Dreamy pharmacist Alice (Alice Taglioni) is totally obsessed with Woody Allen. She surrounds herself with images of him, continually quotes lines from his films and even prescribes her customers DVDs of his films to help alleviate their ailments. Alice's increasingly concerned family hopes to cure her fixation by setting her up with a handsome French gentleman (Patrick Bruel), but even he quickly realises that he's no match for the man of her dreams...
Sophie Lellouche’s Paris-Manhattan plays to the conventions of the standard romantic comedy genre whilst poking gentle fun at the auteur theory, in having its heroine be a film nerd who lives and loves by the pithy wisdom of Woody Allen.
There is genuine enthusiasm in spades
Charming but choppy, Paris-Manhattan is nonetheless a credit to first-time filmmaker Lellouche – or her producers – for having assembled a top-notch cast and for having secured copious access to Allen’s back catalogue via the man himself.

INPUT DATA ->
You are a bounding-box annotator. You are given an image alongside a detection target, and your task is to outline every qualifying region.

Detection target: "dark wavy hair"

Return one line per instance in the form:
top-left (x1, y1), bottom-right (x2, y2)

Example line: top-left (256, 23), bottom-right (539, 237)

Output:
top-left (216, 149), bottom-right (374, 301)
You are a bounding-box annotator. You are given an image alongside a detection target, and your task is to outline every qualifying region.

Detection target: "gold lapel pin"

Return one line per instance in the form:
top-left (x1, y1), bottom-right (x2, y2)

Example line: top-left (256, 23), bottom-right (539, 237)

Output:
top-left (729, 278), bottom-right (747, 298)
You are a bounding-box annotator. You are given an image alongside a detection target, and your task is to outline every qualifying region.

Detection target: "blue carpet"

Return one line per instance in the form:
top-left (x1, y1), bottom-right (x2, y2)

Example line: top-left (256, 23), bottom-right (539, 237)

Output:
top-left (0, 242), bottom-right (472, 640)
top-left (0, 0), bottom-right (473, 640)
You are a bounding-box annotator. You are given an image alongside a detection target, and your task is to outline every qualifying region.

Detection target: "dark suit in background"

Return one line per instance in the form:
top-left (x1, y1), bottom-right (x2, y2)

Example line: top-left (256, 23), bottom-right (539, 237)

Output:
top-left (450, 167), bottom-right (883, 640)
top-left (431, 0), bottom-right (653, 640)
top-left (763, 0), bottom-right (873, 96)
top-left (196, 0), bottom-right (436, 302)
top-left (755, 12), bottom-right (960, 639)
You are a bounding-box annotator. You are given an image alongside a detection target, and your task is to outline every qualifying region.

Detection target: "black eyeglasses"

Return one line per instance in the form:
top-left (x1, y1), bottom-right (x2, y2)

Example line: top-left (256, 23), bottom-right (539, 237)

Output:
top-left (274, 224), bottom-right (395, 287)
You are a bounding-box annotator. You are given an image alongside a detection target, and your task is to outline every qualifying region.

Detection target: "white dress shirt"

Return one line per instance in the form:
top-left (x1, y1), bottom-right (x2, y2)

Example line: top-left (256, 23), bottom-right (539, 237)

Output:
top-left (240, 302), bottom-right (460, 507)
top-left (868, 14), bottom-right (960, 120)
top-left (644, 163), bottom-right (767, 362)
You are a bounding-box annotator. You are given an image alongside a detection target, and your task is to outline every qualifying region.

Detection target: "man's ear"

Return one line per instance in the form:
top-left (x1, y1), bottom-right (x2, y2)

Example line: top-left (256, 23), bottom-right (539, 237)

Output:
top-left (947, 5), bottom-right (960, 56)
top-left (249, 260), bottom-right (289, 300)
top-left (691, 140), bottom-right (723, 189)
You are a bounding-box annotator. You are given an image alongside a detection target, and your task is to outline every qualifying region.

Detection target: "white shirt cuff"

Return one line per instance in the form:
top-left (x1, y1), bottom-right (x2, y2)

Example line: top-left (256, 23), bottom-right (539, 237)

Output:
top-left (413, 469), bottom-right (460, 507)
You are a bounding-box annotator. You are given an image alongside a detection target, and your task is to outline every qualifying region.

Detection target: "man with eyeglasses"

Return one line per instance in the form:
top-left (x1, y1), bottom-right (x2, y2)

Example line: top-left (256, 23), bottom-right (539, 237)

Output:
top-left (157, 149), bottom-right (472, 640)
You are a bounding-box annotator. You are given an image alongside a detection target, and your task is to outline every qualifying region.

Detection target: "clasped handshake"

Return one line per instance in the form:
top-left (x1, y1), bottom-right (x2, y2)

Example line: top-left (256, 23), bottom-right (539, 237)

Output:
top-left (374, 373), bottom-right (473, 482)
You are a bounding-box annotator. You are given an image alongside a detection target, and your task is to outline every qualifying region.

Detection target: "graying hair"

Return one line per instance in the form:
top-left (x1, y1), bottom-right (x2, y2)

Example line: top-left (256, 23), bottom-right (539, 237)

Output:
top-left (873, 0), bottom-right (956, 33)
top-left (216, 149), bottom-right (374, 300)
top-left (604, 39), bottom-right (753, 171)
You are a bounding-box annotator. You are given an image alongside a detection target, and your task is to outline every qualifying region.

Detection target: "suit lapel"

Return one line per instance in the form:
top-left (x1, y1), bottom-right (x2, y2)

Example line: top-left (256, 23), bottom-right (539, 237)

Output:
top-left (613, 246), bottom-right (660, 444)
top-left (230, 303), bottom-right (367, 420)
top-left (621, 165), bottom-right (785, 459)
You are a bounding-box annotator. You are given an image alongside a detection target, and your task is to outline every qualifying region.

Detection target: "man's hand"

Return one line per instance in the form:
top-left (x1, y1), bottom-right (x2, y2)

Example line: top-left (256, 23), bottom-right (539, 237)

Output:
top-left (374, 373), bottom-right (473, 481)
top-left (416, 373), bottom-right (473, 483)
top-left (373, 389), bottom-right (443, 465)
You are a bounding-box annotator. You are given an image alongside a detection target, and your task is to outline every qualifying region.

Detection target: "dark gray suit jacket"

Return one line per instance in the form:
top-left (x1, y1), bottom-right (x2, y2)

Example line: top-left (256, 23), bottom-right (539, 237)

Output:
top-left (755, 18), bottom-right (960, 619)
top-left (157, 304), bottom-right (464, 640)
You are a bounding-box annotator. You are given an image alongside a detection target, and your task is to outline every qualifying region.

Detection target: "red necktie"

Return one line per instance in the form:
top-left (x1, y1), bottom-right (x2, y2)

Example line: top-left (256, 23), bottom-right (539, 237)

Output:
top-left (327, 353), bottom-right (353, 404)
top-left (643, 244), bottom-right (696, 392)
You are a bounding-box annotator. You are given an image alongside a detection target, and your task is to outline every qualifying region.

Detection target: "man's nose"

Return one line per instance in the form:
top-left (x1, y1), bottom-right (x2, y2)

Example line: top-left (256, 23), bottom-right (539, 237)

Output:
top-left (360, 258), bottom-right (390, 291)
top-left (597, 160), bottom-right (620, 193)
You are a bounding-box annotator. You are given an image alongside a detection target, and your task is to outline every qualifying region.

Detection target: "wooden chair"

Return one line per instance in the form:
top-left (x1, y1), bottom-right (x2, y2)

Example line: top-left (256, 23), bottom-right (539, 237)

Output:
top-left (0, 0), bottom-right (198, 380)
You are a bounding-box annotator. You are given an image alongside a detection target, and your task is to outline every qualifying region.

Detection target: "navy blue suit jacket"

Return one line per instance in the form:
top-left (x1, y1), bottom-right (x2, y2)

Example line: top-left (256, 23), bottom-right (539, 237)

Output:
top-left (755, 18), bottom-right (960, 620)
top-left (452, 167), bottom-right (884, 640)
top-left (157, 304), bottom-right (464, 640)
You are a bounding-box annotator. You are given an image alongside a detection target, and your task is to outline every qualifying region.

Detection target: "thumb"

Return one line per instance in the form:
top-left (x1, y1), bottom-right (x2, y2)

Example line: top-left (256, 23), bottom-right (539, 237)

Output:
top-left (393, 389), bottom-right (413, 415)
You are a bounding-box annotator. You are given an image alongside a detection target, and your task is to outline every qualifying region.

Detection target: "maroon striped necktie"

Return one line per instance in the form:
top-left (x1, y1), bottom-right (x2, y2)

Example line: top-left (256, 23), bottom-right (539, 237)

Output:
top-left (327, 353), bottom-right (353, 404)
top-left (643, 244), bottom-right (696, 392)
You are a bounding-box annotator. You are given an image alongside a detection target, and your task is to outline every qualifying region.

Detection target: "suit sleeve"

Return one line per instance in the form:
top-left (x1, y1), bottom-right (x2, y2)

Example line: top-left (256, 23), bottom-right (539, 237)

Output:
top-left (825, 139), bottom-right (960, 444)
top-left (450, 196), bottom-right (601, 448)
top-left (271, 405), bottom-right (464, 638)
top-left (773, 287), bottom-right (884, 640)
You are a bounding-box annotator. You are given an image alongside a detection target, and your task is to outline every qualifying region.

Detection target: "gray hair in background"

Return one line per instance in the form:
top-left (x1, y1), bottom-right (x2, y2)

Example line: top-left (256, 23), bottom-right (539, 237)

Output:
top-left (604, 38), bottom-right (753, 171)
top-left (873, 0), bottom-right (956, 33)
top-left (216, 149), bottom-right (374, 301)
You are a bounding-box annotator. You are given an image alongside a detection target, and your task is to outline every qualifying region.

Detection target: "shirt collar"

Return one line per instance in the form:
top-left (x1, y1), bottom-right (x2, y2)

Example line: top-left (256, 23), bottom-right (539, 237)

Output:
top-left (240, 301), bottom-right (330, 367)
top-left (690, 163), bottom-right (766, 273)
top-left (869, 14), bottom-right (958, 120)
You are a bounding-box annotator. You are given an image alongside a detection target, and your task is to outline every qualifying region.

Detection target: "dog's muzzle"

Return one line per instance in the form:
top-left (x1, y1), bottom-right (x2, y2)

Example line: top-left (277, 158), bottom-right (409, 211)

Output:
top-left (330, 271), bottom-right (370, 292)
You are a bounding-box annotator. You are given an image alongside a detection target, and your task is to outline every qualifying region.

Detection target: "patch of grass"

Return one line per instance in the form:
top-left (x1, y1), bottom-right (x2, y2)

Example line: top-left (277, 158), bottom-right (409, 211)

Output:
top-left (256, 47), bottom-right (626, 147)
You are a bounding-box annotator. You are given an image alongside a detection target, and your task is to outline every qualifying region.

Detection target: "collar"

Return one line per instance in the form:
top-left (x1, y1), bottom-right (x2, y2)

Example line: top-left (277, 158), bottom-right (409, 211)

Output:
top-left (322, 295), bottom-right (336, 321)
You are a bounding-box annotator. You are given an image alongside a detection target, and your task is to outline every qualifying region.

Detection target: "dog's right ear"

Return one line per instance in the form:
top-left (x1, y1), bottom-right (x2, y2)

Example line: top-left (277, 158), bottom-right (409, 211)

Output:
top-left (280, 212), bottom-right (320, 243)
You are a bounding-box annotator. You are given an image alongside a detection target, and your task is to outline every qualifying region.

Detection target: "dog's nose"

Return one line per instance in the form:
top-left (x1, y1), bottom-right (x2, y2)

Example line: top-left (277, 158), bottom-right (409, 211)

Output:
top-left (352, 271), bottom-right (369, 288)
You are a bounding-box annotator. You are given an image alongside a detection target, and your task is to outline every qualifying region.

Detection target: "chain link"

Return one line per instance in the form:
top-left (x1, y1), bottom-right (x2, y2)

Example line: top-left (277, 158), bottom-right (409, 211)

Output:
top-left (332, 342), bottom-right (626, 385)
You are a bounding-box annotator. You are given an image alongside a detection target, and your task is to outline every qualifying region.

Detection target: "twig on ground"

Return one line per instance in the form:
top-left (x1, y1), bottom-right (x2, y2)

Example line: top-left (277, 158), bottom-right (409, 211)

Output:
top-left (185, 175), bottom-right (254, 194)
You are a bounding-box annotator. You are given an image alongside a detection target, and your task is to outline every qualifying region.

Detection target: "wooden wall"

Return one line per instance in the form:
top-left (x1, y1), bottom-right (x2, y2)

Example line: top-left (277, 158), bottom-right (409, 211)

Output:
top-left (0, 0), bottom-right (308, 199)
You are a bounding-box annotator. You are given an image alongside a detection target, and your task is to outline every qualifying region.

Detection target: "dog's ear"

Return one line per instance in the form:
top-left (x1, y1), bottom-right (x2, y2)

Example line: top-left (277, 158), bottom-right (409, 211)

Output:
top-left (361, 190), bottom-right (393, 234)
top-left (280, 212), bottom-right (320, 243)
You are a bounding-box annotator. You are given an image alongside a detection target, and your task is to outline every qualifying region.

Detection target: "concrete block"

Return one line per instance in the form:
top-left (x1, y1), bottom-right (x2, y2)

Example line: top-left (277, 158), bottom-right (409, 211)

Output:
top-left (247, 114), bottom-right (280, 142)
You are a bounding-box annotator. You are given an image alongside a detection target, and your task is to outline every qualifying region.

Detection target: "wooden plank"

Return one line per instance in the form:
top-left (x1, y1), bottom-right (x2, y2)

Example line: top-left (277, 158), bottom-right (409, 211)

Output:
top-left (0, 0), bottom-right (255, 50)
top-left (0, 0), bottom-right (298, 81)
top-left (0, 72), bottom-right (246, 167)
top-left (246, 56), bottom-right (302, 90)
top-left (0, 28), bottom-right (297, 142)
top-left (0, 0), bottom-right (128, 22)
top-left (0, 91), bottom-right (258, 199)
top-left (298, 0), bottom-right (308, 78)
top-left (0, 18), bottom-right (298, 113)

ABOUT THIS EXERCISE -> List every person the film description names by both first and last name.

RESULT OF THIS TASK -> Alice Taglioni, Woody Allen, Patrick Bruel, Sophie Lellouche